18.10.2013PHL: wracamy na fotelPlan wykonany - wygrana, trzy punkty i ponownie pozycja lidera. Tak w skrócie przedstawia się piątkowy pojedynek katehetów z outsiderem ekstraligi bytomską Polonią, w którym najciekawszą była trzecia tercja.
Spotkanie miało zupełnie inny przebieg niż przedsezonowy sparing tych zespołów. Choć znaczna część gry w pierwszej i drugiej odsłonie toczyła się w tercji obronnej gości, to o gole nie było łatwo. Przewagę kryniczanie udokumentowali jednak dwoma celnymi trafieniami, w 8 minucie wynik otworzył wychowanek KTH Grzegorz Pasiut, a chwilę później na 2-0 podniósł kolega z ataku Leszek Laszkiewicz. Po przerwie obraz gry nie zmienił się, tyle, że żadna z drużyn nie zdołała trafić do siatki przeciwników.

(Ciąg pozycji)

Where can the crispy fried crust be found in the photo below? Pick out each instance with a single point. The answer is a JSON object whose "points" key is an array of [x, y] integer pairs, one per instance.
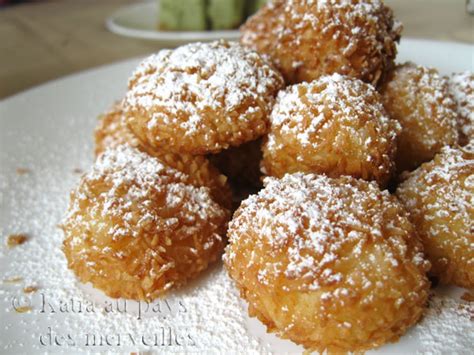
{"points": [[112, 132], [136, 228], [440, 198], [461, 86], [307, 39], [201, 97], [418, 97], [335, 125], [332, 264]]}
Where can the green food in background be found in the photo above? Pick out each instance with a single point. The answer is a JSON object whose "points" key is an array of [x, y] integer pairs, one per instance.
{"points": [[182, 15], [225, 14], [201, 15], [252, 6]]}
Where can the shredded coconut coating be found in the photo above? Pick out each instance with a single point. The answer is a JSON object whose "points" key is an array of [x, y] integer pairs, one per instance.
{"points": [[137, 228], [462, 89], [201, 97], [330, 263], [439, 196], [335, 125], [112, 132], [310, 38], [418, 97]]}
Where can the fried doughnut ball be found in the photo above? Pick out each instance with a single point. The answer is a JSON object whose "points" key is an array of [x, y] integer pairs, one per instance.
{"points": [[461, 86], [330, 263], [136, 227], [419, 98], [334, 125], [112, 132], [439, 196], [201, 97], [308, 39]]}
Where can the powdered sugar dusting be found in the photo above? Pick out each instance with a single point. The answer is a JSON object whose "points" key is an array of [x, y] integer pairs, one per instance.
{"points": [[441, 193], [448, 326], [315, 218], [211, 312], [333, 95], [198, 76], [462, 88]]}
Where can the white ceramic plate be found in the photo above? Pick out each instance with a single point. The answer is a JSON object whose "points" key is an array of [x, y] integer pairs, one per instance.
{"points": [[140, 21], [48, 130]]}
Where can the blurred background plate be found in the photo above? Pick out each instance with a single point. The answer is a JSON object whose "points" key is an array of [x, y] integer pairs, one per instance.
{"points": [[49, 130], [141, 20]]}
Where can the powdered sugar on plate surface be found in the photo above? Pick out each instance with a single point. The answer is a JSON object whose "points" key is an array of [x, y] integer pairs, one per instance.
{"points": [[48, 131]]}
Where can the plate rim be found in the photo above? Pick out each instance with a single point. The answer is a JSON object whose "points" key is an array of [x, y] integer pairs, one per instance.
{"points": [[411, 40], [113, 26]]}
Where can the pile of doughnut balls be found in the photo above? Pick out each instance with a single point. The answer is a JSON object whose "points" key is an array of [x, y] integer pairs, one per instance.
{"points": [[352, 176]]}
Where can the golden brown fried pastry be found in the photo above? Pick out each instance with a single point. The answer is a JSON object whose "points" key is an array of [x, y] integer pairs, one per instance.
{"points": [[136, 227], [112, 132], [335, 125], [331, 264], [461, 86], [439, 196], [307, 39], [419, 98], [201, 97], [241, 164]]}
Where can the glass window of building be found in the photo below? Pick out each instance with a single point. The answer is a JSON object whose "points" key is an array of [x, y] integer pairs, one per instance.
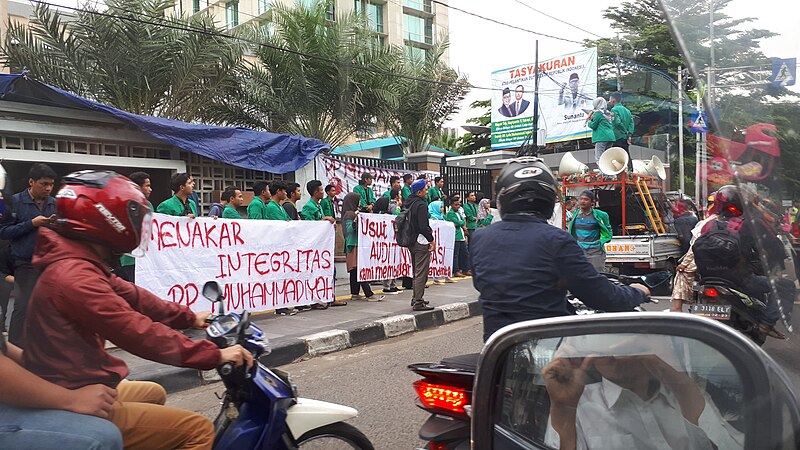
{"points": [[232, 14]]}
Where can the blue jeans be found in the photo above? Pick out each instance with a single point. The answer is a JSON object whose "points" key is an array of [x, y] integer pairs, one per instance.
{"points": [[49, 429]]}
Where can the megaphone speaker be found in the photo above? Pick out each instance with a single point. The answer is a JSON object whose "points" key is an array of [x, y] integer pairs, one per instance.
{"points": [[570, 165], [655, 168], [613, 161]]}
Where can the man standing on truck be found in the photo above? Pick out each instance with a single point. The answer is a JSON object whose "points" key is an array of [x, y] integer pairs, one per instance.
{"points": [[591, 228]]}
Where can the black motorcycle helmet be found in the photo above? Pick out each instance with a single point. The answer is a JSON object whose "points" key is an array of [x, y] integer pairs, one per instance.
{"points": [[728, 201], [526, 186]]}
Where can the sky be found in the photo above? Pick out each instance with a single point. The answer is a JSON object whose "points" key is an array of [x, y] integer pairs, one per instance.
{"points": [[478, 46]]}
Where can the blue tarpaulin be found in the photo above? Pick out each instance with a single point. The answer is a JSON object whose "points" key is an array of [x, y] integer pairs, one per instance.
{"points": [[241, 147]]}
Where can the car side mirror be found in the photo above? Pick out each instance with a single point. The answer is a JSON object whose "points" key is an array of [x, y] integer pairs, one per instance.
{"points": [[213, 292], [630, 380]]}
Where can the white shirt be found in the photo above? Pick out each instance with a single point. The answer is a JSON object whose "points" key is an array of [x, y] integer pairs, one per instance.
{"points": [[612, 417]]}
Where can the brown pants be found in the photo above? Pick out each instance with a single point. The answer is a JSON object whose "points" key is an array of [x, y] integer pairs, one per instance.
{"points": [[147, 424]]}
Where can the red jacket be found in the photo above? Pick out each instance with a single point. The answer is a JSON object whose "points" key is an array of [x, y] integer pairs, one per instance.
{"points": [[78, 303]]}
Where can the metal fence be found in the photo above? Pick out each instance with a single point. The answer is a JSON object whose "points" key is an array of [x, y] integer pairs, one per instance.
{"points": [[462, 180], [378, 163]]}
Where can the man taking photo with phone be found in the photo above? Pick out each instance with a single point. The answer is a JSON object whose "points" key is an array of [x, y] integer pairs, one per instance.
{"points": [[29, 210]]}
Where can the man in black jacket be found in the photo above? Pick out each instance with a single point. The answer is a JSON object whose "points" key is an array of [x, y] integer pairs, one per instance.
{"points": [[421, 250]]}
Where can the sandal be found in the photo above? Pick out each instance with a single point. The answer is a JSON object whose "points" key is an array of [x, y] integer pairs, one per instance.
{"points": [[770, 331]]}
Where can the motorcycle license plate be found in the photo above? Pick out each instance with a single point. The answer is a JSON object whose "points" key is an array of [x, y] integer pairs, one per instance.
{"points": [[719, 312]]}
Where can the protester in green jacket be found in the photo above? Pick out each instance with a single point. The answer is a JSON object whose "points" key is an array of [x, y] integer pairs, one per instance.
{"points": [[364, 191], [456, 216], [257, 209], [435, 191], [406, 190], [394, 183], [234, 197], [592, 229], [471, 212], [128, 263], [600, 123], [328, 203], [182, 185], [274, 210], [622, 121], [312, 210], [484, 215]]}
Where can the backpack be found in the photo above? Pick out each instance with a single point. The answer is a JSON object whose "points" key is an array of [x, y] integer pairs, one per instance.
{"points": [[403, 234], [717, 252]]}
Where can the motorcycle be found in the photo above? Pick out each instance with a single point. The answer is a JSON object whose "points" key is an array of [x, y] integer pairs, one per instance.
{"points": [[260, 408], [445, 390], [718, 299]]}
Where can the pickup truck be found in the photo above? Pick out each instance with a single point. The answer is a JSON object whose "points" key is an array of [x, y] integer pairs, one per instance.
{"points": [[636, 254]]}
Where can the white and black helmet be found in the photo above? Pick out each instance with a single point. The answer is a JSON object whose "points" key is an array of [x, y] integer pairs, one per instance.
{"points": [[526, 186]]}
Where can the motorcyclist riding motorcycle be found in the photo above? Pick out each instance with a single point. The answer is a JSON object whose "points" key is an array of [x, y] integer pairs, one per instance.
{"points": [[749, 236], [523, 267], [78, 303]]}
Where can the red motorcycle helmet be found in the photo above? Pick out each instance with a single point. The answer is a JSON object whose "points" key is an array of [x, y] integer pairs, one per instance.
{"points": [[104, 207], [728, 201]]}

**Polecenia:**
1. Zwróć z relacji meczowej dokładny fragment od słów „18.10.2013PHL: wracamy na” do słów „do siatki przeciwników.”, łącznie z nimi.
2. Kto według relacji z meczu z bytomską Polonią otworzył wynik w 8 minucie?
3. Napisz dalszy ciąg relacji z meczu z bytomską Polonią, zaczynając po jej ostatnim zdaniu.

**Odpowiedzi:**
1.
18.10.2013PHL: wracamy na fotelPlan wykonany - wygrana, trzy punkty i ponownie pozycja lidera. Tak w skrócie przedstawia się piątkowy pojedynek katehetów z outsiderem ekstraligi bytomską Polonią, w którym najciekawszą była trzecia tercja.
Spotkanie miało zupełnie inny przebieg niż przedsezonowy sparing tych zespołów. Choć znaczna część gry w pierwszej i drugiej odsłonie toczyła się w tercji obronnej gości, to o gole nie było łatwo. Przewagę kryniczanie udokumentowali jednak dwoma celnymi trafieniami, w 8 minucie wynik otworzył wychowanek KTH Grzegorz Pasiut, a chwilę później na 2-0 podniósł kolega z ataku Leszek Laszkiewicz. Po przerwie obraz gry nie zmienił się, tyle, że żadna z drużyn nie zdołała trafić do siatki przeciwników.

2. Grzegorz Pasiut, wychowanek KTH.

3.
Najciekawsza była trzecia odsłona, w której niemal tysięczna widownia zobaczyła aż pięć bramek. Tuż po wznowieniu gry na listę strzelców wpisał się Tuomas Muhonen, tym samym wszyscy zawodnicy pierwszego ataku - wcześniej Pasiut i Laszkiewicz - zaliczyli celne trafienia. Do tego grona dołączył jeszcze obrońca pierwszej formacji Patryk Wajda zdobywając czwartego gola dla KTH. Bezpieczny bramkowy dystans chyba nieco uśpił czujność gospodarzy, bo chwilę później w krótkim odstępie czasu poloniści zmniejszyli przewagę o dwa oczka. Najpierw Przemysława Odrobnego pokonał Drew Akins, a następnie, w połowie tercji wykorzystując grę w przewadze, Branislav Fabry. Gra nabrała tempa i po obydwu stronach lodowiska nie brakowało okazji do zmiany wyniku. Skuteczniejsi okazali się miejscowi, odwdzięczając się rywalom również golem w przewadze. Po strzale Rafała Dutki łopatkę do piątego gola dołożył Tomasz Malasiński ostatecznie ustalając wynik konfrontacji.
Po piątkowym meczu, w Krynicy jest dwójka liderów, zespół KTH powrócił na pierwsze miejsce w ligowej tabeli, a dzięki pozyskanym za bramkę i asysty czterem punktom liderem punktacji kanadyjskiej PHL został Leszek Laszkiewicz, który na swoim koncie zgromadził również najwięcej celnych trafień - 13. W zespole katehetów w meczu z Polonią wystąpił Grzegorz Horowski.
Następne spotkanie już w niedzielę, kryniczanie podejmować będą górali, więc emocji z pewnością nie zabraknie. Będzie to druga konfrontacja tych zespołów, poprzednią w Nowym Targu wygrali podopieczni Jacka Płachty 7-4. Początek meczu o godz. 18:30.
(e2rds)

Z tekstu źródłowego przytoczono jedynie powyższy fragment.